— Records for this exercise —
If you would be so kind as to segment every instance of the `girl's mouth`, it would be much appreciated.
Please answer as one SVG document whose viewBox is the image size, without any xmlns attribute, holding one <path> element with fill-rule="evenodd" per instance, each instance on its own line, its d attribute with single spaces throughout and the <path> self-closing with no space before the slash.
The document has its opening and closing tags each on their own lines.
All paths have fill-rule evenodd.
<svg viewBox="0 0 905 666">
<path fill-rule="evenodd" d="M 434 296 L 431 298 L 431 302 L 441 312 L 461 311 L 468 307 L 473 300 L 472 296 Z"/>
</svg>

— Your task —
Return every line of the listing above without a single change.

— Written response —
If you would be so kind as to segment every instance of the `girl's mouth`, it would be much appreciated.
Please answer as one SVG document whose viewBox is the image size, without any xmlns attribute, holding one <path> element with fill-rule="evenodd" per instance, each instance on its own line, its d attribute with single spaces throughout and the <path> self-closing with no space before the slash.
The document has its opening and closing tags each on their own lines.
All paths have fill-rule evenodd.
<svg viewBox="0 0 905 666">
<path fill-rule="evenodd" d="M 434 296 L 431 298 L 431 302 L 441 312 L 461 311 L 468 307 L 473 300 L 472 296 Z"/>
</svg>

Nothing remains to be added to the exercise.